■ **Exercise objective**
Leave the pictures out and quote only the lines from the one with "Teacher note: indicate the blue storage" down to the end of the listing below.
▬▬▬▬▬▬▬▬▬▬
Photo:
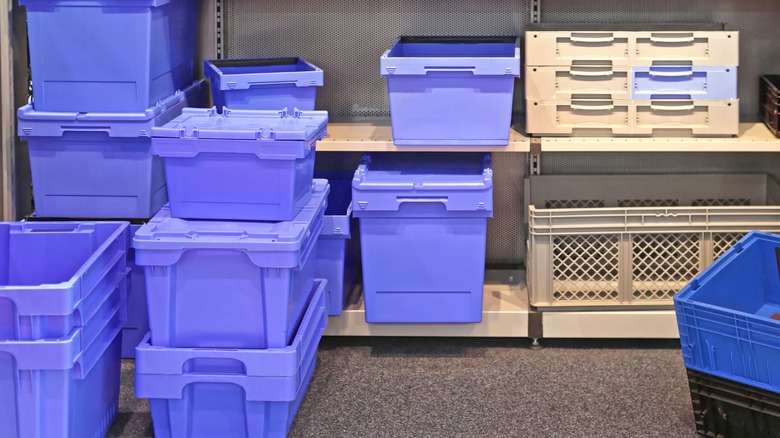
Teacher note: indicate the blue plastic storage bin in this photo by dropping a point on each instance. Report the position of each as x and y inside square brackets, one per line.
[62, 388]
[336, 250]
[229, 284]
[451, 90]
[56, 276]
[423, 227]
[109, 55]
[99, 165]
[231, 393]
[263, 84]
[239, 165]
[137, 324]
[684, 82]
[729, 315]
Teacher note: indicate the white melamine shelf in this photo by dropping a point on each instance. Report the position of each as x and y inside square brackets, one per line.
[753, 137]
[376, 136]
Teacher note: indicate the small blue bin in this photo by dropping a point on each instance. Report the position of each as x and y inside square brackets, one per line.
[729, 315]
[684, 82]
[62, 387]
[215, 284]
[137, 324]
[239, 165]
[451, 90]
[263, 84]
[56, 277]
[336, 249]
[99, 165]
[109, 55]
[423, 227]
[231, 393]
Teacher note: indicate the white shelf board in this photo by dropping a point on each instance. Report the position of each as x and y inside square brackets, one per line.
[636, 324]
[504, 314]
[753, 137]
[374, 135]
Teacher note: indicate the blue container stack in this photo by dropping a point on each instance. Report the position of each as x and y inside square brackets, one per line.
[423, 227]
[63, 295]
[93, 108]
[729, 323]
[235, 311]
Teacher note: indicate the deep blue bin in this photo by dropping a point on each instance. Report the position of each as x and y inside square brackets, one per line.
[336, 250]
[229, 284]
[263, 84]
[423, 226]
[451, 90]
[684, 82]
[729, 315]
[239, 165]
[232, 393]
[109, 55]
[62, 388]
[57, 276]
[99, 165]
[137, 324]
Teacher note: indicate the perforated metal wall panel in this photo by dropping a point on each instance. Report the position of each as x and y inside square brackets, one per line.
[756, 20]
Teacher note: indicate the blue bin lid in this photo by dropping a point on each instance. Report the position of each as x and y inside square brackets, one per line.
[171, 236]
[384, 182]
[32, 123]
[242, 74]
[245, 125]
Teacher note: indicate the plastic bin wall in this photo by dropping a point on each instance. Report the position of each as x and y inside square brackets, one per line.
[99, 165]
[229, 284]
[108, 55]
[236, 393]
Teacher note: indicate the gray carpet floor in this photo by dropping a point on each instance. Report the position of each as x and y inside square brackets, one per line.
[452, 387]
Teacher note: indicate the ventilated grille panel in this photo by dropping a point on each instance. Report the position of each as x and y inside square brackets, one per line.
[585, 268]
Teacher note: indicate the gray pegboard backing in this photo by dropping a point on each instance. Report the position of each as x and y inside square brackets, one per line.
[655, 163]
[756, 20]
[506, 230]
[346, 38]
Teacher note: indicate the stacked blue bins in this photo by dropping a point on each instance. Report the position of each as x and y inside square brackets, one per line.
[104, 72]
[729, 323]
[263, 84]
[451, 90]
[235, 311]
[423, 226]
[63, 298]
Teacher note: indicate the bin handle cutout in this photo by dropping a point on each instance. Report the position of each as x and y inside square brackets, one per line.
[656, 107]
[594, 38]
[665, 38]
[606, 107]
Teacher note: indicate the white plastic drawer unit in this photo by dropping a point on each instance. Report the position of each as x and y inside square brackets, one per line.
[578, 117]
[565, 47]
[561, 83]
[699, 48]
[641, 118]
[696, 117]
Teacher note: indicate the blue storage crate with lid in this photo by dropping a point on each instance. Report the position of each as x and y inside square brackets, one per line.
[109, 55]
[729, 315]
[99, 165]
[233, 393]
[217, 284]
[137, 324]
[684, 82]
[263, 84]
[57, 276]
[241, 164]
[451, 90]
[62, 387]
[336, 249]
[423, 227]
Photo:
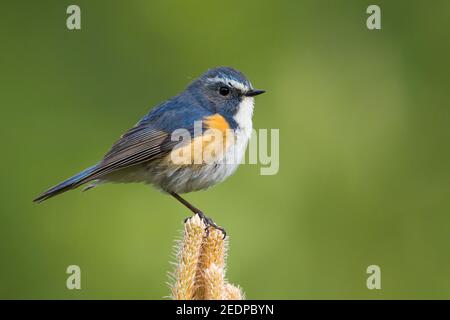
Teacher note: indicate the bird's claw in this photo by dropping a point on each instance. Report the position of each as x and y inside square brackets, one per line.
▬▬▬▬▬▬▬▬▬▬
■ **Completed task**
Teacher note: indicate the blue storage crate with lid in this photo by dropping a point on each instance. Report the position of each as x and y inside square brackets, one per line.
[109, 55]
[729, 315]
[99, 165]
[233, 393]
[217, 284]
[137, 324]
[684, 82]
[263, 84]
[57, 276]
[241, 164]
[451, 90]
[62, 387]
[336, 249]
[423, 227]
Photo:
Teacher note: indicate the bird's claw in this photo by dropping a point on each instance. Report the position of each as x and y inside square brackets, one per line.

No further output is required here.